To do: Reproduce everything from the line containing "[segment] eyebrow" down to the end of the items, substituting "entire array" for every "whole array" and changing nothing else.

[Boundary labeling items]
=======

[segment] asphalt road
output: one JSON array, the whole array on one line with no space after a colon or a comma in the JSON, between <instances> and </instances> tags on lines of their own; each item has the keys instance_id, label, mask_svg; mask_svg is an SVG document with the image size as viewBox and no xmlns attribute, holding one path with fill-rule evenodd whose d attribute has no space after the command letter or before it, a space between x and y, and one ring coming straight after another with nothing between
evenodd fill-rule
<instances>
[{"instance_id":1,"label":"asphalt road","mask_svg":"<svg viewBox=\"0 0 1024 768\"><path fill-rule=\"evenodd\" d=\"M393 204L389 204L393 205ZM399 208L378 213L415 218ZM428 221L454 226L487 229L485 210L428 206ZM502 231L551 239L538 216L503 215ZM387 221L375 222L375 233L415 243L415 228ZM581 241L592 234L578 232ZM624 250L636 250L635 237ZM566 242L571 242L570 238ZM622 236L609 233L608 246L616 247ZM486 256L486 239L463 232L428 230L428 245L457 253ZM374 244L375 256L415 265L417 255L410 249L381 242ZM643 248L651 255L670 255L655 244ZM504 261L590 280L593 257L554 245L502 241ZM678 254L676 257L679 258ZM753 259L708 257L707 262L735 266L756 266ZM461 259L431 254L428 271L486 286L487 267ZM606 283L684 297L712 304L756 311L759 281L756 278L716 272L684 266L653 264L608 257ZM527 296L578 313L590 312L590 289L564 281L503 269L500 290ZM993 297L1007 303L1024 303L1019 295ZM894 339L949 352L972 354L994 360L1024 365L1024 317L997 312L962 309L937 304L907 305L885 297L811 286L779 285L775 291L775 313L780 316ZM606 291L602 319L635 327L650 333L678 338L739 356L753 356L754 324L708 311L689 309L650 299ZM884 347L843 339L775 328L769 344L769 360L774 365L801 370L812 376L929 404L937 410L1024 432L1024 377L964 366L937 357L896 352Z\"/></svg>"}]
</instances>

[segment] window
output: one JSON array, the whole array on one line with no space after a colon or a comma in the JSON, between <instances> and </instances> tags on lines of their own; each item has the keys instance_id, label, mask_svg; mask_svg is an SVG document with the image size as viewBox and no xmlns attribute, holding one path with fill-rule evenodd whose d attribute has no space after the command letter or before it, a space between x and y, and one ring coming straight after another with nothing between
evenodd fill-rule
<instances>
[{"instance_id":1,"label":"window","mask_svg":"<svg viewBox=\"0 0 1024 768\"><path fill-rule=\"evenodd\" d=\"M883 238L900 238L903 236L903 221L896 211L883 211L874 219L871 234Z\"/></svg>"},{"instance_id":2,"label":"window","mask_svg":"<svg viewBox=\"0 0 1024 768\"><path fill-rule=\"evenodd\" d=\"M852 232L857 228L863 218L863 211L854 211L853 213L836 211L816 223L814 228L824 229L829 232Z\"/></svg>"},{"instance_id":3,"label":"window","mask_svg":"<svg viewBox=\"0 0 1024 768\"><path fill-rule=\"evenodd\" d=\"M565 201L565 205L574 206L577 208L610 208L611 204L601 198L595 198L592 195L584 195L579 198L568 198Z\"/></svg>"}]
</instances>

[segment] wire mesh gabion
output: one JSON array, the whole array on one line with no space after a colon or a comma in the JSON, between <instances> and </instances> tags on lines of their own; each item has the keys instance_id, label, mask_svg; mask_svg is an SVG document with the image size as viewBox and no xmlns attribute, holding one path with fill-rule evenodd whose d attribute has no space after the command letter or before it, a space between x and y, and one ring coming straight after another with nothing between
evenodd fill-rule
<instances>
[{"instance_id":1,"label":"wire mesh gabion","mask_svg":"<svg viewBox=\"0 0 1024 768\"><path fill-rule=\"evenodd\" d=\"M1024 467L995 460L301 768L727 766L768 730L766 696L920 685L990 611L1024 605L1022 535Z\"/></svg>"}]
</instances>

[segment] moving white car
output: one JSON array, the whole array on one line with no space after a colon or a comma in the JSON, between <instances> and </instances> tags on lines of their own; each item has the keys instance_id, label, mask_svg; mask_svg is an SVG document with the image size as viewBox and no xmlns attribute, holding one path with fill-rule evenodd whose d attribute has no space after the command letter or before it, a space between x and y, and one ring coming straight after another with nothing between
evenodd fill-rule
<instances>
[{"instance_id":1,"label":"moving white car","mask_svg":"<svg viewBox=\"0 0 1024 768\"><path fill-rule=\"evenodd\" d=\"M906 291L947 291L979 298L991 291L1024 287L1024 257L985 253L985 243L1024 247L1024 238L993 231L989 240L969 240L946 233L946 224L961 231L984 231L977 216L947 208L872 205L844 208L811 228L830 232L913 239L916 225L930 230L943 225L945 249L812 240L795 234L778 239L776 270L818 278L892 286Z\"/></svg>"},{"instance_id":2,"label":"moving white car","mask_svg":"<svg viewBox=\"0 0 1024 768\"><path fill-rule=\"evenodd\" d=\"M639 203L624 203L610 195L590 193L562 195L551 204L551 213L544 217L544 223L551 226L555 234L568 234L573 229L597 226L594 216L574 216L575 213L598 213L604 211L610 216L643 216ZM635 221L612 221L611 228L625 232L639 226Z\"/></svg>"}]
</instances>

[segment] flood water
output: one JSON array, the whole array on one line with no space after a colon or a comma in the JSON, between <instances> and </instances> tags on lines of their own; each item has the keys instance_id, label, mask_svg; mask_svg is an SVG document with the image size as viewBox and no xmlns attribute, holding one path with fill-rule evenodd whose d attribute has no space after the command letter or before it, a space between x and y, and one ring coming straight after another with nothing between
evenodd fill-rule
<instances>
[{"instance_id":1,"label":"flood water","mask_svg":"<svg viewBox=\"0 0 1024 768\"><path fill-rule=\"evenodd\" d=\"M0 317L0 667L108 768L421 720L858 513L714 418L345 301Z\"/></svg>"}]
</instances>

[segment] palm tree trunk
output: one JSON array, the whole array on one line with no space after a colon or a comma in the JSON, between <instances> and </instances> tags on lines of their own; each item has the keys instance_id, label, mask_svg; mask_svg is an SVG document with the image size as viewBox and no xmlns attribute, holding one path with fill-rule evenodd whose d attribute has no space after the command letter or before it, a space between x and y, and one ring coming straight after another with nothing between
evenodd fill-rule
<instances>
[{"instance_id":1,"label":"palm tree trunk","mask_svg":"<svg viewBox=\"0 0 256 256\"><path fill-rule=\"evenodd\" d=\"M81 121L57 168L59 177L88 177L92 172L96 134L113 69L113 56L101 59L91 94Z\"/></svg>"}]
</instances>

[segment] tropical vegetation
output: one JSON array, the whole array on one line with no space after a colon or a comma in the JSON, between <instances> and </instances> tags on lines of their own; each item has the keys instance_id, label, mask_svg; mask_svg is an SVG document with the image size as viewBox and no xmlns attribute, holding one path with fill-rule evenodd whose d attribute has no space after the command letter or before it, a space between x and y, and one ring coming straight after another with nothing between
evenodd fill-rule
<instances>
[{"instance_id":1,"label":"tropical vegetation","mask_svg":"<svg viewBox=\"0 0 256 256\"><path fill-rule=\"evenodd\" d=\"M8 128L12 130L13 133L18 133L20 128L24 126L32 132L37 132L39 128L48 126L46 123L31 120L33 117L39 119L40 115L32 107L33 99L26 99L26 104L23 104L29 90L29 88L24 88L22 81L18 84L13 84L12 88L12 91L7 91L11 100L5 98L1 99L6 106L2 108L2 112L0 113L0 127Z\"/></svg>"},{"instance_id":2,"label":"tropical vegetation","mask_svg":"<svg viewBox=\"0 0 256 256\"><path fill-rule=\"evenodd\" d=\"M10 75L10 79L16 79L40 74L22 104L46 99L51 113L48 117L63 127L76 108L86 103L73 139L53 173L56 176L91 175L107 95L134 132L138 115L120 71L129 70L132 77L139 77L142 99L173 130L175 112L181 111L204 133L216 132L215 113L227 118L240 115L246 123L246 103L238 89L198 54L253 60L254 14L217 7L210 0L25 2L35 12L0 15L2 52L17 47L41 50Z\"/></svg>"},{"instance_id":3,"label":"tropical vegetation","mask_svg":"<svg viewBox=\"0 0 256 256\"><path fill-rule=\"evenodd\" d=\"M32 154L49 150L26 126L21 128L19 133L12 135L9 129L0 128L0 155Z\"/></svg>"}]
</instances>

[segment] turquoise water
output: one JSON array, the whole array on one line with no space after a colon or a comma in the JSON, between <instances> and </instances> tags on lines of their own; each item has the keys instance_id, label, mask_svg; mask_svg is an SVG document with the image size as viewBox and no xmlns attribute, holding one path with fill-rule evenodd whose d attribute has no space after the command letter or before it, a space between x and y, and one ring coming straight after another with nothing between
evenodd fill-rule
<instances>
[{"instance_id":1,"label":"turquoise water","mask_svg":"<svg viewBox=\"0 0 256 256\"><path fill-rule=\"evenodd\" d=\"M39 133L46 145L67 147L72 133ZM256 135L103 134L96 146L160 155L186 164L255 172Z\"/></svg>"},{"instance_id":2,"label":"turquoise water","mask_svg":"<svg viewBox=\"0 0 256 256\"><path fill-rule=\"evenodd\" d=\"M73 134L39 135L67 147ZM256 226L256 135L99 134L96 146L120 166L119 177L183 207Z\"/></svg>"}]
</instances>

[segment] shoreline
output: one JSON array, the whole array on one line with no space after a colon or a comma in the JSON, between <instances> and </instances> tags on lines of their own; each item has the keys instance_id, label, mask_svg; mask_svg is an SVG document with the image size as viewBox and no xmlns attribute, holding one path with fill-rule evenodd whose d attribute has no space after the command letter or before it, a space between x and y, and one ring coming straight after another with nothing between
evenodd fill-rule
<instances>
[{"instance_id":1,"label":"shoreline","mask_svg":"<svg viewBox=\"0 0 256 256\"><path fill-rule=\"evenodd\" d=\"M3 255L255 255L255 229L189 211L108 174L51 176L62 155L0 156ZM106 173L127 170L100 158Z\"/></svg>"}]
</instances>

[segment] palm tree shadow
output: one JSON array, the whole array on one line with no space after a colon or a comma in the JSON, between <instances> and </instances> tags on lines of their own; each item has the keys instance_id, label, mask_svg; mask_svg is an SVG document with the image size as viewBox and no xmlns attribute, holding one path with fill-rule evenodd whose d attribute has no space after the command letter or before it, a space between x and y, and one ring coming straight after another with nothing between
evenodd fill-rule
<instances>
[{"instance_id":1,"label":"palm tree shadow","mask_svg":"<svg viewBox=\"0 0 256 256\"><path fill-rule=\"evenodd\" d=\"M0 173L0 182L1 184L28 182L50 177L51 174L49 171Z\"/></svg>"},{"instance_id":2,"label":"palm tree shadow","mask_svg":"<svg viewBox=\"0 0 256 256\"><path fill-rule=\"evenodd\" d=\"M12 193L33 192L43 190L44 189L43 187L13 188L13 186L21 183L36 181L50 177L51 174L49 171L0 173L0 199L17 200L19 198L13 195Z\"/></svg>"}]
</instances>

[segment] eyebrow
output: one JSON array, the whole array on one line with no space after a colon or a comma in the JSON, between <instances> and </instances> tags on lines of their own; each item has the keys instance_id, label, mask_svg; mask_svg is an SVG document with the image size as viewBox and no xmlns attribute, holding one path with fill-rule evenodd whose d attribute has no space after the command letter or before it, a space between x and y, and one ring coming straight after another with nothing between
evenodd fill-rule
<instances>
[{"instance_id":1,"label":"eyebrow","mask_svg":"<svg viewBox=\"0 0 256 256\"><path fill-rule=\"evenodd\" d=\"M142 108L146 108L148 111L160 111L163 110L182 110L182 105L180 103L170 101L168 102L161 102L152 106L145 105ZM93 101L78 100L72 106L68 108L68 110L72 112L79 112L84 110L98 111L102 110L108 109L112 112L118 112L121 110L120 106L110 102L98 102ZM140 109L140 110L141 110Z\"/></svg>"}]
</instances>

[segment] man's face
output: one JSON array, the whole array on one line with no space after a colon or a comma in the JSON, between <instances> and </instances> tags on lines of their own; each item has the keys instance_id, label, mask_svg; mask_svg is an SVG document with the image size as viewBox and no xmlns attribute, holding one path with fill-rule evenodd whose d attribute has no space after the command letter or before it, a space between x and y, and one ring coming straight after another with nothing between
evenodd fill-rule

=======

Output for this task:
[segment] eyebrow
output: one JSON array, the entire array on one line with no space after a colon or a comma in the JSON, between <instances> and </instances> tags on lines of their own; each item has the keys instance_id, label, mask_svg; mask_svg is an SVG document with the image size as viewBox and no xmlns attribute, holding one path with fill-rule evenodd whose d attribute has no space after the command letter or before it, a space between x and y, and one ring coming straight after another with nothing between
evenodd fill-rule
<instances>
[{"instance_id":1,"label":"eyebrow","mask_svg":"<svg viewBox=\"0 0 256 256\"><path fill-rule=\"evenodd\" d=\"M142 108L146 108L148 111L160 111L163 110L182 110L182 105L180 103L170 101L168 102L161 102L152 106L145 105ZM93 101L78 100L72 106L68 108L68 110L72 112L79 112L84 110L98 111L102 110L108 109L112 112L118 112L121 110L120 106L110 102L98 102ZM140 109L140 110L141 110Z\"/></svg>"}]
</instances>

[segment] man's face
output: one JSON array, the entire array on one line with no space after a colon or a comma in the JSON, between <instances> and </instances> tags on lines of their own; each item has the keys instance_id, label, mask_svg; mask_svg is an SVG document with the image size as viewBox and no xmlns attribute, holding one path with fill-rule evenodd whose d attribute has no space after the command letter or before it, a space between x and y, and one ring coming straight after another with nothing between
evenodd fill-rule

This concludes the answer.